+++ Excerpted data

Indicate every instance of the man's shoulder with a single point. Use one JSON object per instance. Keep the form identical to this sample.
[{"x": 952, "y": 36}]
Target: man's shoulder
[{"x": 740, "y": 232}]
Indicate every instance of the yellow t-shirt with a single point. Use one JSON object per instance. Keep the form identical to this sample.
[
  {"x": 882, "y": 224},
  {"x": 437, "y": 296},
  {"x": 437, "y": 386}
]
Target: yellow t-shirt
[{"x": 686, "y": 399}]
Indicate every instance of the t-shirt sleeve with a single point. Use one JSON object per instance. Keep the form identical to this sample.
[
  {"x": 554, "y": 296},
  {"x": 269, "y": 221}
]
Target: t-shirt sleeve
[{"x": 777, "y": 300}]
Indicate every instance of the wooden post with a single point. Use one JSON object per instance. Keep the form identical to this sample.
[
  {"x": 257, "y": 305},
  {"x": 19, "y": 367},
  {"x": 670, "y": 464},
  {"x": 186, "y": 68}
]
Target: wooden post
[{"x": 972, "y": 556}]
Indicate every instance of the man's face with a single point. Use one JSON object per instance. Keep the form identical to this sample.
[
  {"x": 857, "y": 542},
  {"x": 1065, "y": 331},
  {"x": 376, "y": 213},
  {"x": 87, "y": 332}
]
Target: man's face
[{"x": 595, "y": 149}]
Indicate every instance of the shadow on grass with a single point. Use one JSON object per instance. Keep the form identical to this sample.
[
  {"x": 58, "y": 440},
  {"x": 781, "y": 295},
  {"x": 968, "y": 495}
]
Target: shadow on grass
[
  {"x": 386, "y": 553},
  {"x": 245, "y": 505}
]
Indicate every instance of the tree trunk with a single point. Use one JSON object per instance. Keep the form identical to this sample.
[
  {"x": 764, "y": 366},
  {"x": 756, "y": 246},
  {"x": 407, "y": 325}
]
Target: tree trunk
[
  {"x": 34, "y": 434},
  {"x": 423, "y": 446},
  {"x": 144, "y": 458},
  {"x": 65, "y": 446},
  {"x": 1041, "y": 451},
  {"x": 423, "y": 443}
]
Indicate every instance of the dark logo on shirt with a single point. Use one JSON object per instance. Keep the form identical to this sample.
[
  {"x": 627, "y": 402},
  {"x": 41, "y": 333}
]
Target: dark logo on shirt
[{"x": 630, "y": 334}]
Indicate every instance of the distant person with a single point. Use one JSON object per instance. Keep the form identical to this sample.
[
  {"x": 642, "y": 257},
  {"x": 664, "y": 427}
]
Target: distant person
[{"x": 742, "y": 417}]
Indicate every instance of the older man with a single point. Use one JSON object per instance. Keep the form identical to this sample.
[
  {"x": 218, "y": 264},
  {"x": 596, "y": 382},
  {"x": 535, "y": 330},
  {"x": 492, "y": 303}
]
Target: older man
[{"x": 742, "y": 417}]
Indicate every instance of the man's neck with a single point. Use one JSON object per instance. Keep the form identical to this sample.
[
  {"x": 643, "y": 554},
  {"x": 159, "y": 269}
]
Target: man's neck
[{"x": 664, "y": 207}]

++++++

● Task goal
Produce the entries again, character for character.

● Solution below
Indicate every instance of the man's shoulder with a single point. Use one JSON object per instance. Keep the form identical to this sample.
[{"x": 952, "y": 36}]
Target: man's shoulder
[{"x": 740, "y": 232}]
Indicate every instance of the yellow t-shirt with a single point. Use one JSON object per instance. Keep the form identical to this sample.
[
  {"x": 882, "y": 224},
  {"x": 437, "y": 296},
  {"x": 437, "y": 386}
]
Target: yellow t-shirt
[{"x": 686, "y": 399}]
Indicate every instance of the t-shirt sleeve with a single point. Use one JSON object per instance. Keep the form identical to this sample.
[
  {"x": 554, "y": 296},
  {"x": 269, "y": 221}
]
Target: t-shirt sleeve
[{"x": 777, "y": 300}]
Indicate every instance of the wooden post with a single point. Use one JSON object per instance. Keep the form identical to this sample.
[
  {"x": 257, "y": 305},
  {"x": 19, "y": 367},
  {"x": 670, "y": 464},
  {"x": 186, "y": 68}
]
Target: wooden post
[{"x": 972, "y": 556}]
Indicate every instance of the man's face with a single point. Use one JSON object per instance. Keep the form identical to this sample.
[
  {"x": 857, "y": 542},
  {"x": 1065, "y": 331},
  {"x": 376, "y": 213},
  {"x": 87, "y": 332}
]
Target: man's face
[{"x": 595, "y": 149}]
Indicate every instance of the shadow on grass with a single point. Use one JSON object per instance. Keep the form identical to this sample.
[
  {"x": 58, "y": 440},
  {"x": 781, "y": 295},
  {"x": 968, "y": 495}
]
Target: shadow on grass
[
  {"x": 386, "y": 553},
  {"x": 245, "y": 505}
]
Indicate every instance of the tree trunk with a single point. Use one JSON object per instance. Keep the form identical to this sample.
[
  {"x": 764, "y": 366},
  {"x": 756, "y": 246},
  {"x": 407, "y": 325}
]
Target: tree trunk
[
  {"x": 34, "y": 434},
  {"x": 423, "y": 446},
  {"x": 144, "y": 458},
  {"x": 65, "y": 446},
  {"x": 1041, "y": 451},
  {"x": 423, "y": 443}
]
Indicate every instance of the dark logo on shirt with a single point. Use one JSON object per instance. Keep the form identical to this sample.
[
  {"x": 627, "y": 402},
  {"x": 41, "y": 333}
]
Target: dark logo on shirt
[{"x": 630, "y": 334}]
Indicate every instance of the distant person with a single point. Use one JSON object per instance. Keep the form identical to this sample.
[
  {"x": 642, "y": 257},
  {"x": 664, "y": 427}
]
Target: distant person
[{"x": 742, "y": 417}]
Indicate every instance of the older man with a single point. Use one JSON object per instance. Keep the form identical to this sample.
[
  {"x": 218, "y": 264},
  {"x": 596, "y": 382},
  {"x": 535, "y": 330},
  {"x": 492, "y": 303}
]
Target: older man
[{"x": 742, "y": 417}]
Indicate every instance of the man's neck with a single point. Use one JSON object per instance. Keep the form identical to this sample.
[
  {"x": 643, "y": 554},
  {"x": 159, "y": 269}
]
Target: man's neck
[{"x": 664, "y": 207}]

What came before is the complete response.